Restate every line of the material, word for word.
-- START Extracted records --
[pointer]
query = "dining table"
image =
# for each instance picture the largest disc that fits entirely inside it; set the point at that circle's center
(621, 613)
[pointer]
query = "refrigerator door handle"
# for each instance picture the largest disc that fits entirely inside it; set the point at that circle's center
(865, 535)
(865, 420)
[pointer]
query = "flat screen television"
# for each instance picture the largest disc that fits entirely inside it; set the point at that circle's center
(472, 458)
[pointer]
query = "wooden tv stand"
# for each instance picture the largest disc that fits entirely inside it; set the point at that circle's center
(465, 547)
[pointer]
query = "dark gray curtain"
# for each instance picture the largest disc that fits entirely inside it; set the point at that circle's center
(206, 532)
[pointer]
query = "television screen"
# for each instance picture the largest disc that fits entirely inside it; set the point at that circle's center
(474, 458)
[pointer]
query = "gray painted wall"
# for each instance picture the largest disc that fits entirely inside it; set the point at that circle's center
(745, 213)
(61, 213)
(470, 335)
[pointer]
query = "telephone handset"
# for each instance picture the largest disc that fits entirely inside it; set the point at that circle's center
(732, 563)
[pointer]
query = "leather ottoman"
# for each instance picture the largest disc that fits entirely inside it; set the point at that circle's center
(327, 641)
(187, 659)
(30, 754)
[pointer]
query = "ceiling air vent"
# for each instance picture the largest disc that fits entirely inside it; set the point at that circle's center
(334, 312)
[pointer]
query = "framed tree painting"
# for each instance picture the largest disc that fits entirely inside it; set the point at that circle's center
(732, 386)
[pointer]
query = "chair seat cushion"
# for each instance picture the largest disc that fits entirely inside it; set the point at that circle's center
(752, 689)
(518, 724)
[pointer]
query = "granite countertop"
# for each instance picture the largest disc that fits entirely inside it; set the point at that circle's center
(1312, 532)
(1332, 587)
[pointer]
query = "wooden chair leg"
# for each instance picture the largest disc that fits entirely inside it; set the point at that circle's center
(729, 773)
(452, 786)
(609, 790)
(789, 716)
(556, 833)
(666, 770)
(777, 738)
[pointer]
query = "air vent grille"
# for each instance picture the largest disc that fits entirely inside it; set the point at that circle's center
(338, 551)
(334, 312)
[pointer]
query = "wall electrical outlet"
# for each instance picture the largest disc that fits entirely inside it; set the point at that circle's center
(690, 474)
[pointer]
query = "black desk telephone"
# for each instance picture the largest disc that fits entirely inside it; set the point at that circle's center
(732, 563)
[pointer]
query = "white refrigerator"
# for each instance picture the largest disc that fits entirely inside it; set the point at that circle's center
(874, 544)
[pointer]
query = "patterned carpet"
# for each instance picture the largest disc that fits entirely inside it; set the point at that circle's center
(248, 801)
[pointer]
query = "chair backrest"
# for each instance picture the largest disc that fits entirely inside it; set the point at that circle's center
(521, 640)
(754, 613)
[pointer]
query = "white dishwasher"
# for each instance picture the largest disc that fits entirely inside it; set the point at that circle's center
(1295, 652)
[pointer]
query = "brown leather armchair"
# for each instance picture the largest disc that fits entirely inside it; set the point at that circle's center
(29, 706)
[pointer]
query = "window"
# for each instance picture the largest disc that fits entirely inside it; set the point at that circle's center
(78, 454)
-- END Extracted records --
### [Final answer]
[pointer]
query = "dining table"
image =
# for each instance picture the largest disc that fits entirely inside it; set the point at that circle's center
(621, 613)
[pointer]
query = "refrigerator door handle"
# for each instance picture the largest disc that fits entirely inside it; set the point at that circle's center
(865, 535)
(865, 420)
[pointer]
query = "flat screen television"
# for each instance picture the largest disc that fits entirely inside it; set the point at that circle's center
(472, 458)
[pointer]
query = "wooden tv stand"
# for each instance picture the largest disc that fits entirely inside it; set the point at that circle's center
(465, 547)
[pointer]
query = "dark gray curtain"
# for each instance picture the largest disc that fits entirely inside it; set the point at that circle's center
(206, 532)
[pointer]
query = "television screen"
# for each instance picture the largest disc that fits entirely inside it; set the point at that circle's center
(474, 458)
[pointer]
query = "gray painted wall"
# for each instance picture the largest disc that fits entirely inside it; set the point at that circle's center
(745, 213)
(61, 213)
(470, 335)
[pointer]
query = "telephone handset"
# for each instance picture the largest disc that fits entirely inside it; set the point at that circle's center
(732, 563)
[pointer]
query = "leather ottoman"
# for each instance picture the largest disc that fits entirely inside it; set the point at that circle's center
(327, 641)
(187, 659)
(30, 754)
[pointer]
query = "ceiling air vent"
# for each instance picture the largest disc that fits entirely inside it; set the point at that circle's center
(334, 312)
[pointer]
query = "framed tree painting"
# for each instance picture the largest disc that fits entirely inside it; set the point at that circle's center
(732, 386)
[pointer]
query = "chair seat cushion"
# for each instance picture the largest disc that fits entirely inside it; set the point at that circle's center
(752, 689)
(518, 724)
[pointer]
query = "granite countertop"
# for each instance picture the largest disc that fits entirely inside it; set the point at that circle's center
(1312, 532)
(1332, 587)
[pointer]
query = "wooden chair leg"
# for each instance picture the largest disc that fits entirely inside it; set the point at that circle's center
(729, 773)
(452, 786)
(609, 790)
(789, 716)
(556, 833)
(666, 770)
(777, 738)
[pointer]
query = "air vent grille"
# for each instance picture the largest disc that fits entirely inside it; set the point at that circle's center
(338, 551)
(334, 312)
[pointer]
query = "wall electrical outlet"
# for each instance picture the largest disc that fits entirely inside it; set the point at that circle's center
(690, 474)
[pointer]
query = "black desk telephone"
# for each instance picture the largest disc that fits entirely inside it; set the point at that circle's center
(732, 563)
[pointer]
query = "white refrigerator"
# for each instance picture the largest disc that fits entirely inside it; set the point at that circle's center
(874, 544)
[pointer]
query = "patterned carpet"
# for each instance picture the largest disc that fits entirely inside it; set the point at that circle's center
(248, 801)
[pointer]
query = "chair backrest"
# for each instance picture the largest disc that fits entirely inside it; set the point at that circle's center
(521, 640)
(754, 613)
[pointer]
query = "white dishwasher"
# for each instance picture the largest disc that fits entirely inside it; set the point at that circle's center
(1295, 652)
[pointer]
query = "brown leather armchair"
# for each instance picture the largest disc that fits entirely inside it; set the point at that circle's center
(29, 706)
[pointer]
query = "window"
# for each instance picture the largest disc that fits entirely inside it; set the point at that circle's center
(78, 454)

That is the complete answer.